___ Extracted information ___
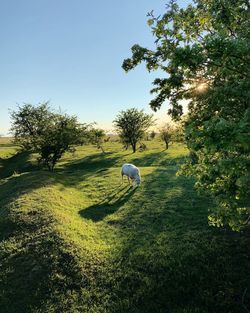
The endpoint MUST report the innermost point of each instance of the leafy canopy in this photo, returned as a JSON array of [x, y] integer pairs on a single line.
[[203, 50], [131, 126], [49, 134]]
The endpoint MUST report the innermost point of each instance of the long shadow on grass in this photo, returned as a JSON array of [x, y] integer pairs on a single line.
[[170, 260], [37, 266], [108, 205], [17, 163]]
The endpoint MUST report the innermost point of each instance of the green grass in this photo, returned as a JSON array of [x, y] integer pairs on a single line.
[[78, 240]]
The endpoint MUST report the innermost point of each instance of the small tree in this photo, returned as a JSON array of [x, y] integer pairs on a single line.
[[131, 126], [96, 137], [166, 134], [38, 129], [152, 134], [29, 122]]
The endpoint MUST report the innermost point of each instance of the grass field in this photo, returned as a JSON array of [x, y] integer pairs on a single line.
[[77, 240]]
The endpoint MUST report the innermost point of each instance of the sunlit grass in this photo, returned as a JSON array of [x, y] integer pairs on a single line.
[[78, 240]]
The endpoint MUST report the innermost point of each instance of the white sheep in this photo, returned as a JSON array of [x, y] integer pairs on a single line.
[[132, 172]]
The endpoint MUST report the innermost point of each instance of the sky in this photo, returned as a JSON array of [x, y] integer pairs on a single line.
[[70, 52]]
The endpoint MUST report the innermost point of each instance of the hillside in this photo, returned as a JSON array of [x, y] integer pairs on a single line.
[[77, 240]]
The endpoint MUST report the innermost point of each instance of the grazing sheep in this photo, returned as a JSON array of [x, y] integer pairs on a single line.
[[132, 172]]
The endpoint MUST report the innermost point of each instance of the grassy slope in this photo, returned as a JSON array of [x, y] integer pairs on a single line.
[[79, 241]]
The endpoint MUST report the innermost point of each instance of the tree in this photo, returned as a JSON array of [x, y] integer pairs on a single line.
[[166, 133], [38, 129], [204, 51], [131, 126], [152, 134], [29, 122], [96, 137]]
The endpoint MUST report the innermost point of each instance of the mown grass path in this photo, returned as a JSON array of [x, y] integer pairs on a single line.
[[78, 240]]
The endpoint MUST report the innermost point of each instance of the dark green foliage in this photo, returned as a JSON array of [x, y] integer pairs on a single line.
[[204, 51], [40, 130], [131, 126], [96, 137], [166, 133]]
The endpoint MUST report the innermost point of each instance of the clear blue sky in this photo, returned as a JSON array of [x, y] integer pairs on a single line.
[[70, 52]]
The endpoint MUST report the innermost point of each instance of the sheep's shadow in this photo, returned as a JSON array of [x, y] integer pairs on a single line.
[[109, 205]]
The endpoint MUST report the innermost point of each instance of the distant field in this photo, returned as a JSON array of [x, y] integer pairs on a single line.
[[78, 240]]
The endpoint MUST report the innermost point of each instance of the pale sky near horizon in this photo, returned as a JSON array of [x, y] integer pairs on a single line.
[[71, 52]]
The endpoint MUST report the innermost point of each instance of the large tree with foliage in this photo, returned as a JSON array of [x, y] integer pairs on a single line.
[[131, 126], [203, 49], [40, 130]]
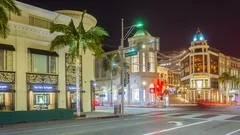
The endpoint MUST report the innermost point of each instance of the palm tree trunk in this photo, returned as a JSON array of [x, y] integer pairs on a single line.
[[78, 104], [111, 95]]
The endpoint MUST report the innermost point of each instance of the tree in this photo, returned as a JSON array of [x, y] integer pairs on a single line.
[[78, 40], [225, 79], [7, 6], [111, 63]]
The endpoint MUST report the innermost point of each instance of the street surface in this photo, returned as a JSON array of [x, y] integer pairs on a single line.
[[188, 121]]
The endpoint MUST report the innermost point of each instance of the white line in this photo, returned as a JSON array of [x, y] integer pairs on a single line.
[[69, 126], [170, 129], [233, 132]]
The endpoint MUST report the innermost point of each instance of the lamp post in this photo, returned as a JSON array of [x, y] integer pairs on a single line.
[[122, 59]]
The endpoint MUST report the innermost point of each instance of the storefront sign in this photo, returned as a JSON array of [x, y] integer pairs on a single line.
[[43, 88], [71, 88], [5, 87]]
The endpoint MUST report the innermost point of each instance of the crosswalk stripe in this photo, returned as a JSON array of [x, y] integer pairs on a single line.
[[219, 117]]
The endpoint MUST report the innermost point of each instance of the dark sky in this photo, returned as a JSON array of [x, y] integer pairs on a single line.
[[174, 21]]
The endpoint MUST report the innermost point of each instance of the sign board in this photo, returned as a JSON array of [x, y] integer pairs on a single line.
[[4, 87], [42, 87], [151, 90], [102, 95], [132, 53]]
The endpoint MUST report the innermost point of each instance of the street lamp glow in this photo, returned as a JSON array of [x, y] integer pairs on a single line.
[[139, 25]]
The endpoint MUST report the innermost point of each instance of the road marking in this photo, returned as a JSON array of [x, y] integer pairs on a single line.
[[170, 129], [176, 122], [233, 132], [54, 128], [105, 128]]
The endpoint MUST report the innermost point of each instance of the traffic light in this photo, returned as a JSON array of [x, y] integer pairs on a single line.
[[149, 66]]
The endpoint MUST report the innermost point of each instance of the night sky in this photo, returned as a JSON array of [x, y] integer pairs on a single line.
[[174, 21]]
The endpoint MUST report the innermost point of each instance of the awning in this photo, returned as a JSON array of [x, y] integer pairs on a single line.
[[43, 52], [7, 47]]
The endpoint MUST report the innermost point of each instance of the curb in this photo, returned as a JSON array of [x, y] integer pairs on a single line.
[[108, 117]]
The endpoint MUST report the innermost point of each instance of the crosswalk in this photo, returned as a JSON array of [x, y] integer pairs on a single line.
[[206, 116]]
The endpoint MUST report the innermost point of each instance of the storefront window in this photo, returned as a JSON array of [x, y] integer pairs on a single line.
[[6, 99], [42, 63], [152, 61], [42, 100], [198, 63], [135, 63], [135, 95], [6, 60], [213, 64], [185, 67]]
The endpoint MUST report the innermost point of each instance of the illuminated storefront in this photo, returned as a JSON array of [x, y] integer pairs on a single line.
[[200, 71], [6, 96], [42, 96]]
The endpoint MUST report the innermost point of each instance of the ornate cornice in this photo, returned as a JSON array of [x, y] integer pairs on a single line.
[[31, 32]]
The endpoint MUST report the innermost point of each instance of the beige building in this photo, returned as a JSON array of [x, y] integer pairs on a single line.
[[142, 70], [201, 68], [31, 77]]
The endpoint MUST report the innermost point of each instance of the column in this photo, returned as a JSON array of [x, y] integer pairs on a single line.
[[61, 80], [209, 95], [204, 95], [194, 96], [21, 58], [88, 68]]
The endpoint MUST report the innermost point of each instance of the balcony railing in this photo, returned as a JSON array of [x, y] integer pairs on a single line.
[[7, 76], [42, 78]]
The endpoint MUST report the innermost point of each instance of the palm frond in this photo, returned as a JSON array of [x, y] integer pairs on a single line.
[[60, 42], [11, 6], [60, 28]]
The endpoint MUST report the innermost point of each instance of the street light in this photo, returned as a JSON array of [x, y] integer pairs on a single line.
[[121, 57]]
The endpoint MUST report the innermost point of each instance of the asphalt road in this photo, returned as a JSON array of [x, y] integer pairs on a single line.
[[162, 123]]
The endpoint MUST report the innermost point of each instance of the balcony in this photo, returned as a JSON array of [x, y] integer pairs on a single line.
[[40, 78], [7, 76]]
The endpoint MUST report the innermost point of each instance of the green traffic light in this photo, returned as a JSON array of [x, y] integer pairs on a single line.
[[139, 25]]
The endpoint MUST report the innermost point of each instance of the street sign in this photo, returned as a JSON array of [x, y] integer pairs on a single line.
[[132, 53]]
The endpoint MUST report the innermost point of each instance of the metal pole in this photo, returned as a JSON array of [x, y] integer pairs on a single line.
[[122, 68]]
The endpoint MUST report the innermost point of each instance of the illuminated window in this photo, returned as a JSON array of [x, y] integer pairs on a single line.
[[152, 61], [40, 22], [42, 63], [135, 63], [6, 60], [198, 63], [144, 63]]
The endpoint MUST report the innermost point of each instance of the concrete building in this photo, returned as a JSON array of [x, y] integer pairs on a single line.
[[142, 70], [201, 68], [31, 77]]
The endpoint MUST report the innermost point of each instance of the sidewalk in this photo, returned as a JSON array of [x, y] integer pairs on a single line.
[[102, 112]]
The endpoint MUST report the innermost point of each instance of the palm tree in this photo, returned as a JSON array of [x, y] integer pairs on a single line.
[[111, 63], [225, 79], [5, 7], [78, 40]]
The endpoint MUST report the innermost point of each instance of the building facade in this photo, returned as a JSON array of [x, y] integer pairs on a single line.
___
Activity: Would you repeat, exactly and with nothing added, every line from the line containing "of the sidewalk" through the last line of the records above?

Written answer:
The endpoint MUST report the innermost point of each instance of the sidewalk in this photo, returned as a JSON array of [x, y] integer pairs on a single line.
[[102, 112]]
The endpoint MUST report the innermost point of each instance of the palm tree in this photo, returned as a JSON array of [x, y] integer pairs on a single line.
[[111, 63], [225, 79], [5, 7], [78, 40]]
The endpoint MUST report the innermost point of each instance of the building facade in this photo, returned as a JSON array of [x, y] integer pairs on a single line.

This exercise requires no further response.